• **Stated exercise**
Copy the entries from the line with "the green and" up to and including the line with "[461,319,508,386]", swapping "rocky mountain ridge" for "snowy mountain ridge" and leaving everything else unchanged.

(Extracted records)
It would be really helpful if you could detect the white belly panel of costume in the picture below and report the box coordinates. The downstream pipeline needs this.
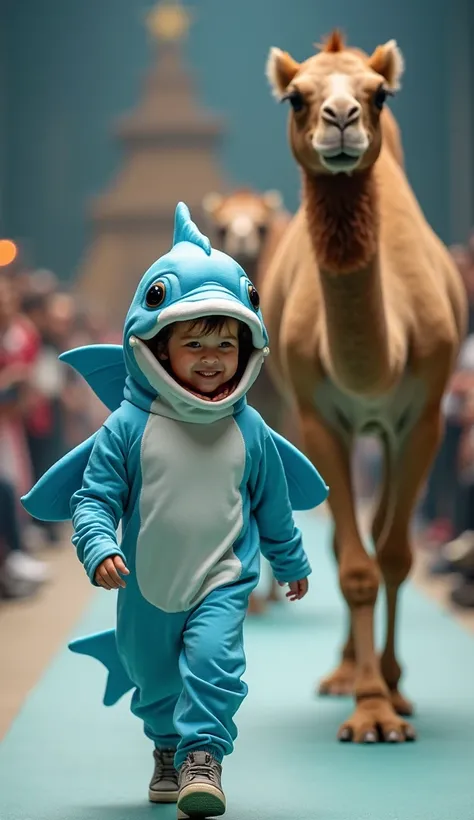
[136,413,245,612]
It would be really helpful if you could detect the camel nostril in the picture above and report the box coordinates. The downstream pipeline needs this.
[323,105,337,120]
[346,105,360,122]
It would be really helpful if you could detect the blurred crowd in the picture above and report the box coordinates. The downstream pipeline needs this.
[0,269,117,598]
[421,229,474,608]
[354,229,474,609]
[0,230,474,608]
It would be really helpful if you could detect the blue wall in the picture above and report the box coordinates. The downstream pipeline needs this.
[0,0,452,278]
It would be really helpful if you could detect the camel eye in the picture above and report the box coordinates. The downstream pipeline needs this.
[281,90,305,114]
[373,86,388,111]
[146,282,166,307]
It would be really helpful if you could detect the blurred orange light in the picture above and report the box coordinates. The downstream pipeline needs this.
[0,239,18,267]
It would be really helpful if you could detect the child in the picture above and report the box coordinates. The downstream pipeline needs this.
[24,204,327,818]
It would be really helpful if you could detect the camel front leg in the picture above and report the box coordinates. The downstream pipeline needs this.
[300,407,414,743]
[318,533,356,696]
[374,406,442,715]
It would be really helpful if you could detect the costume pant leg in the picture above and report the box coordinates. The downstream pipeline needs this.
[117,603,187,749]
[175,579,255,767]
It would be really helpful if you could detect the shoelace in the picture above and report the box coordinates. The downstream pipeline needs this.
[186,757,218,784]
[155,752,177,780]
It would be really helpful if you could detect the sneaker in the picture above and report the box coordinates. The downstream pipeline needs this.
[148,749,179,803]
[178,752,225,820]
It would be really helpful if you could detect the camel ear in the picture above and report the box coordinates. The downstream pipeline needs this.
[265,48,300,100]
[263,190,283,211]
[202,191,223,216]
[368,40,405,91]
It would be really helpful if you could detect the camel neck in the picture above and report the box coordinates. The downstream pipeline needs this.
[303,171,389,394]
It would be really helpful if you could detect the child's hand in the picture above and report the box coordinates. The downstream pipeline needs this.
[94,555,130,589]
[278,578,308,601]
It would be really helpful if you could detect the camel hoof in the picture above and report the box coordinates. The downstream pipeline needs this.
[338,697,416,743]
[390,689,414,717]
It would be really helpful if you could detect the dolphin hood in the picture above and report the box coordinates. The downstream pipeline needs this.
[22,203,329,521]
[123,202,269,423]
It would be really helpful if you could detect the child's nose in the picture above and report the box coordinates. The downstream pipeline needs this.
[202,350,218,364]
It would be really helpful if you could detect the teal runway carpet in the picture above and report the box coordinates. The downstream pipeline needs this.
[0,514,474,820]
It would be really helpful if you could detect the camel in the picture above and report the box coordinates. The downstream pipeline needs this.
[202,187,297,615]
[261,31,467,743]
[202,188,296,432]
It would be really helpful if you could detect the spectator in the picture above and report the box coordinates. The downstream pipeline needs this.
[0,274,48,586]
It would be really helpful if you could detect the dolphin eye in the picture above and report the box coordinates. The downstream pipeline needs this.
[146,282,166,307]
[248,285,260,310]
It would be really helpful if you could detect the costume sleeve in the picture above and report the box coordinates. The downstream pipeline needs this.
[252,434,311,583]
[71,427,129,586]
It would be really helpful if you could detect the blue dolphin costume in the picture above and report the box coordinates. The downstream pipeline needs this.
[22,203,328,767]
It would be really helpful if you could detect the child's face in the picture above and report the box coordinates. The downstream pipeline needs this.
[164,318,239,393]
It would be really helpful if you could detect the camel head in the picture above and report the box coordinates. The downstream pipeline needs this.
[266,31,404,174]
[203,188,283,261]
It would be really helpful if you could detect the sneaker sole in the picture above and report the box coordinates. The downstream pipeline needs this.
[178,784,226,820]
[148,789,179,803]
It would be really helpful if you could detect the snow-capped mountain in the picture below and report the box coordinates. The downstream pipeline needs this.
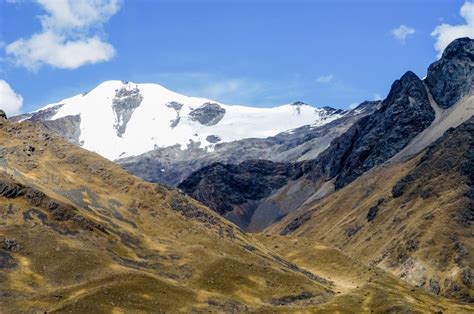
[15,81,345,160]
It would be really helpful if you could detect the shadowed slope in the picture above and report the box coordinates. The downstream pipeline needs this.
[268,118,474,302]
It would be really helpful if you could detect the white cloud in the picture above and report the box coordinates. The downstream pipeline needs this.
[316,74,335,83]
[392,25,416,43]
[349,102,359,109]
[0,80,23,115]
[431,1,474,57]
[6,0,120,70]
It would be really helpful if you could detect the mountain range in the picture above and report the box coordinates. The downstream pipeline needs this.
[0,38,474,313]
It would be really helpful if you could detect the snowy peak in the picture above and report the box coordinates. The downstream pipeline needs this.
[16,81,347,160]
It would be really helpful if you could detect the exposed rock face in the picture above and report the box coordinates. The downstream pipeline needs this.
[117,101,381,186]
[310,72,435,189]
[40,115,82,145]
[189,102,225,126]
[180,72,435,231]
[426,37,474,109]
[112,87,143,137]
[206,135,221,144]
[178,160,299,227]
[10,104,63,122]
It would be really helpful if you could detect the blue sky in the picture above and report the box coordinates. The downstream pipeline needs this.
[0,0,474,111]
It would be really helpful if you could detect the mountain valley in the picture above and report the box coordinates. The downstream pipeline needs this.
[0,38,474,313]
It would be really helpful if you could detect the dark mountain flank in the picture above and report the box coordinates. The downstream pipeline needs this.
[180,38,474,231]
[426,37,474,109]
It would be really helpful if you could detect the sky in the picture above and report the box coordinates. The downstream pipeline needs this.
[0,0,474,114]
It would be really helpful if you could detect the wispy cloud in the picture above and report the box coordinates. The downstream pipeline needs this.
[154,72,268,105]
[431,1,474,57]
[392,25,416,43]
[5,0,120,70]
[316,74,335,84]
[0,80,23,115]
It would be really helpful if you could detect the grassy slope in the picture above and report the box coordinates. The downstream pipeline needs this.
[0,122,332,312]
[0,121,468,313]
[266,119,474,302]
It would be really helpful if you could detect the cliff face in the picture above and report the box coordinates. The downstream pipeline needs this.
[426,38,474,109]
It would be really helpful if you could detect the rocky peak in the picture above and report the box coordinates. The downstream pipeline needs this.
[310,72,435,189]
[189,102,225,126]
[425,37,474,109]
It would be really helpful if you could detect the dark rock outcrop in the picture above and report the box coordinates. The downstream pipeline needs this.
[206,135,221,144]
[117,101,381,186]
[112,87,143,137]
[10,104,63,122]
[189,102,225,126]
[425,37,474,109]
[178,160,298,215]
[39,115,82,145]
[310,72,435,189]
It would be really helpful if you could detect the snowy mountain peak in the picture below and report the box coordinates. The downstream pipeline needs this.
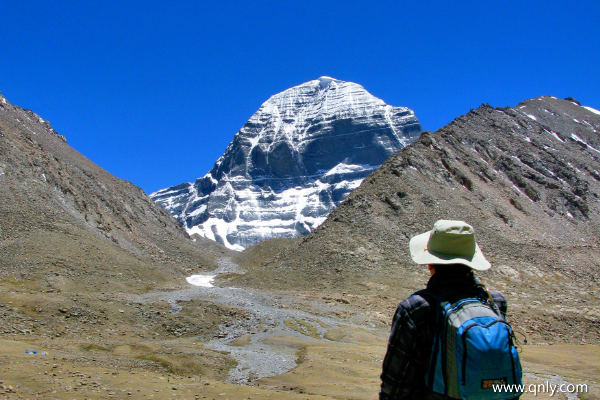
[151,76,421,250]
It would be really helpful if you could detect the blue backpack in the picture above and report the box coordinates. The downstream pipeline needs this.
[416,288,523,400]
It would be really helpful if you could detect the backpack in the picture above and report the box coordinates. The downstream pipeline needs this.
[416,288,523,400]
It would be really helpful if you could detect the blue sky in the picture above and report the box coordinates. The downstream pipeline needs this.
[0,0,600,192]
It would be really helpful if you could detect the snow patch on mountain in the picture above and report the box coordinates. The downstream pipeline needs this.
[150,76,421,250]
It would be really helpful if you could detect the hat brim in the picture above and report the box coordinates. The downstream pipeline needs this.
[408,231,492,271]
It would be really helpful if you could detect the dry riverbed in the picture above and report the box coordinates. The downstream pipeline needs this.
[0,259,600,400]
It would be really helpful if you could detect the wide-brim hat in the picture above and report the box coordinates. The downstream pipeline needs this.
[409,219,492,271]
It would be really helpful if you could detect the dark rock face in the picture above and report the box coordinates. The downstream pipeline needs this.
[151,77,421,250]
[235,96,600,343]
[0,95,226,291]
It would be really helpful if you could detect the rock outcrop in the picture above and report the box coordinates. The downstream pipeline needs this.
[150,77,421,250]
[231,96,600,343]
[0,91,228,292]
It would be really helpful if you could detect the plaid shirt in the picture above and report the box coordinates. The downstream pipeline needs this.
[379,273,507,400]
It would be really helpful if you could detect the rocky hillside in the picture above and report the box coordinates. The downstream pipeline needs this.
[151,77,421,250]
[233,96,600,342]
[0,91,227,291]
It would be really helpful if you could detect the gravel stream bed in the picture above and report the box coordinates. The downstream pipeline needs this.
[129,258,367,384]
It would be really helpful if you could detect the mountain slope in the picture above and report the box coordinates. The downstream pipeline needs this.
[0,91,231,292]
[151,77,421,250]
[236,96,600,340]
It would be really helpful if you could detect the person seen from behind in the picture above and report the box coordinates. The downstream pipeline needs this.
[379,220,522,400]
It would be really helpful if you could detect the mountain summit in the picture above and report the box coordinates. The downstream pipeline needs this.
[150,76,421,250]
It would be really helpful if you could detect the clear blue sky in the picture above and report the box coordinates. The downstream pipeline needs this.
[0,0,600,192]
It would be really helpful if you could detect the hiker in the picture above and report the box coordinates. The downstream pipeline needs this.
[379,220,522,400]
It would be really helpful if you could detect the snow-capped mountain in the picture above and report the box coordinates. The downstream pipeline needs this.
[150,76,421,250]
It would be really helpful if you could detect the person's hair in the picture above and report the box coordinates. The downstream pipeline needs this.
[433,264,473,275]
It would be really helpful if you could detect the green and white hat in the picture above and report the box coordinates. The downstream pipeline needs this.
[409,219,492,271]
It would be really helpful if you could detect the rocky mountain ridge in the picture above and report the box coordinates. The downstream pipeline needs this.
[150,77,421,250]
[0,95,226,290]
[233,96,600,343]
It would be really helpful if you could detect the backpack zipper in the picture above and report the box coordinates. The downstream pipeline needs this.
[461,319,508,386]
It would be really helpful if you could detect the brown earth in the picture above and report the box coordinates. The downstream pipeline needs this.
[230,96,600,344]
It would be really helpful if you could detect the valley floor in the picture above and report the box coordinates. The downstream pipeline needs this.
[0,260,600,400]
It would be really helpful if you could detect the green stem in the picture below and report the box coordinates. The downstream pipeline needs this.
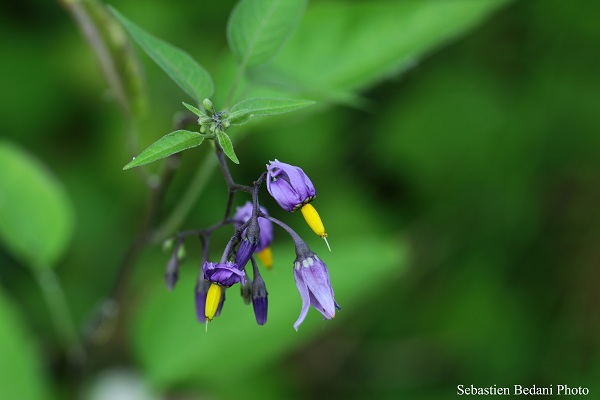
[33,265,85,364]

• **Response to this task**
It would be really helpful if you could detect the green and white hat in the picture above and report the box coordinates. The downstream pipeline needs this.
[409,219,492,271]
It would be really helpful if you could detect the snowy mountain ridge in the picture above and report the box coordinates. The downstream pipeline needs this.
[150,77,421,250]
[0,95,226,290]
[233,96,600,343]
It would be really helpful if you could detect the backpack zipper in the picture above and report the box coordinates. The downstream pipeline needs this.
[461,319,508,386]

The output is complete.